Dataset extract ->
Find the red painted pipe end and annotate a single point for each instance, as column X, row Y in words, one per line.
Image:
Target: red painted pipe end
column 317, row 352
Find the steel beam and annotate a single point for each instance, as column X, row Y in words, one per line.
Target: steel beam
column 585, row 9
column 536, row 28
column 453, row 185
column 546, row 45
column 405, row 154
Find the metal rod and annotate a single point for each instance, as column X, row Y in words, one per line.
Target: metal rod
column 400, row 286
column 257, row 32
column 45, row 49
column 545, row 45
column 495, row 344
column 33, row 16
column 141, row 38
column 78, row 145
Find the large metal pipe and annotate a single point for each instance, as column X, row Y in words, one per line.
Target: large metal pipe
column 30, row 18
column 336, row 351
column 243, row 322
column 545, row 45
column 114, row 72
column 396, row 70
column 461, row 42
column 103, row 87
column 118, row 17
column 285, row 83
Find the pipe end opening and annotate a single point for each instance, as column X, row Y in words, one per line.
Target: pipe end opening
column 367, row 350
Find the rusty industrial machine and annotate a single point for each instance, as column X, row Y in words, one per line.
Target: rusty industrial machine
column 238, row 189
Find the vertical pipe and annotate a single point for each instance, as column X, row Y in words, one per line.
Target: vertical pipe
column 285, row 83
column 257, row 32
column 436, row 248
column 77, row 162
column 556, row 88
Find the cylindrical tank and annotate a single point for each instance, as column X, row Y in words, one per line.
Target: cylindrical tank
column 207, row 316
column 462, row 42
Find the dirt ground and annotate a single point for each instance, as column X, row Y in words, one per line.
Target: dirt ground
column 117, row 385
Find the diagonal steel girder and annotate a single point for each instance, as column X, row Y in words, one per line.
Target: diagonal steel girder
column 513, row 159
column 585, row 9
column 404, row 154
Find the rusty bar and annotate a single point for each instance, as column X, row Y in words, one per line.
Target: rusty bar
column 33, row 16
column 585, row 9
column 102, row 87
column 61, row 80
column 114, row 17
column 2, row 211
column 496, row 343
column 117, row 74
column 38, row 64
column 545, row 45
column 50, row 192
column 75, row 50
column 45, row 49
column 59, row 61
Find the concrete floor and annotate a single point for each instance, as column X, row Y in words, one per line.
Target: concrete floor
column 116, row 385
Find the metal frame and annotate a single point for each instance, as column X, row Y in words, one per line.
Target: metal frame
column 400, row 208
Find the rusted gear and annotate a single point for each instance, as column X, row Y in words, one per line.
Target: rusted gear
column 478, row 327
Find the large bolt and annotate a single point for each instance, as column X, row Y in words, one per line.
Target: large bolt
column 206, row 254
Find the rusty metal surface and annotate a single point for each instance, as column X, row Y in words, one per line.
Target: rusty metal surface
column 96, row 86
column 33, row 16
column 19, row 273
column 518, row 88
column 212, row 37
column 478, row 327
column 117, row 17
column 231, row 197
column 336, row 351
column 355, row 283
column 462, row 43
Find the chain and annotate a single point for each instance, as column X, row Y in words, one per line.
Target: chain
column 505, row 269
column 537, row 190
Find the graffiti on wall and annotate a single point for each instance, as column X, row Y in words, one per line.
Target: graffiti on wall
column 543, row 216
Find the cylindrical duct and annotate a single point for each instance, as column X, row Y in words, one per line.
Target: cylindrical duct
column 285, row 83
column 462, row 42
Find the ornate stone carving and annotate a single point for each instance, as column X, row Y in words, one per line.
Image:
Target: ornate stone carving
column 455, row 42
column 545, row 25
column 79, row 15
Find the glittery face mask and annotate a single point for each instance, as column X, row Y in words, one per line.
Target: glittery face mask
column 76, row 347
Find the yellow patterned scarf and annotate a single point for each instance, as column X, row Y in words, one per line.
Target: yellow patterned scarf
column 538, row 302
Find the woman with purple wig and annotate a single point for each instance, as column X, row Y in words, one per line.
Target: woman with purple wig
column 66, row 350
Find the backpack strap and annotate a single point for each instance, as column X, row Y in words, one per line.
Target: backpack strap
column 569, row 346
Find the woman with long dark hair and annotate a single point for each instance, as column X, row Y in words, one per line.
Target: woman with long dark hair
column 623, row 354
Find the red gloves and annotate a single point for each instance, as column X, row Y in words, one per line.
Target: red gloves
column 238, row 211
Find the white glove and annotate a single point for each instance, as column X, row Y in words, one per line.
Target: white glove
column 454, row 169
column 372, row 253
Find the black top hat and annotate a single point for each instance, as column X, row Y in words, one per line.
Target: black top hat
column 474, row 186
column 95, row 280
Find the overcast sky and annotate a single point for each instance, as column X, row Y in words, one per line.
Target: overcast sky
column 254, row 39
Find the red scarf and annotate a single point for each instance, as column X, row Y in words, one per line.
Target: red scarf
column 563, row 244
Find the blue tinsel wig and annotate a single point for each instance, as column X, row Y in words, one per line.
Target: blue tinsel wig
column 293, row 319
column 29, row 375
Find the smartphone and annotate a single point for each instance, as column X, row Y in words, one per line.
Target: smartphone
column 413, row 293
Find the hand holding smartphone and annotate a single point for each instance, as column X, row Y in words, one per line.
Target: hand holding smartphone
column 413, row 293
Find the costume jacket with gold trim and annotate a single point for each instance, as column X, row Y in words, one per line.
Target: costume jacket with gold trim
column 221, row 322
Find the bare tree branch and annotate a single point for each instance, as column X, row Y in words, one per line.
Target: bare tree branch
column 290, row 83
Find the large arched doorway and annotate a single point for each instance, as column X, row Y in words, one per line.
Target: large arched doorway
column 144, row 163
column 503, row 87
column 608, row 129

Aim of the task -> Please write out the data between the lines holding "Find the rusty industrial" and "column 404, row 154", inclusive, with "storage tank" substituted for "cylindrical tank" and nothing else altered. Return only those lines.

Task output ->
Find the rusty industrial machine and annotate a single point for each instance, as column X, row Y in words, one per line.
Target: rusty industrial machine
column 238, row 189
Find the vertical pipe and annotate a single point for each instance, as column X, row Y in words, one per line.
Target: vertical pipe
column 285, row 83
column 257, row 32
column 436, row 248
column 77, row 162
column 556, row 88
Find the storage tank and annotate a single point for each instance, as column X, row Y in words, one per line.
Target: storage tank
column 207, row 316
column 462, row 42
Find the dirt ground and annotate a single point for each instance, as column X, row Y in words, one per line.
Target: dirt ground
column 117, row 385
Find the diagonal steel girder and annotate a single point for each instance, as column X, row Y in words, one per line.
Target: diagonal steel girder
column 513, row 159
column 585, row 9
column 404, row 154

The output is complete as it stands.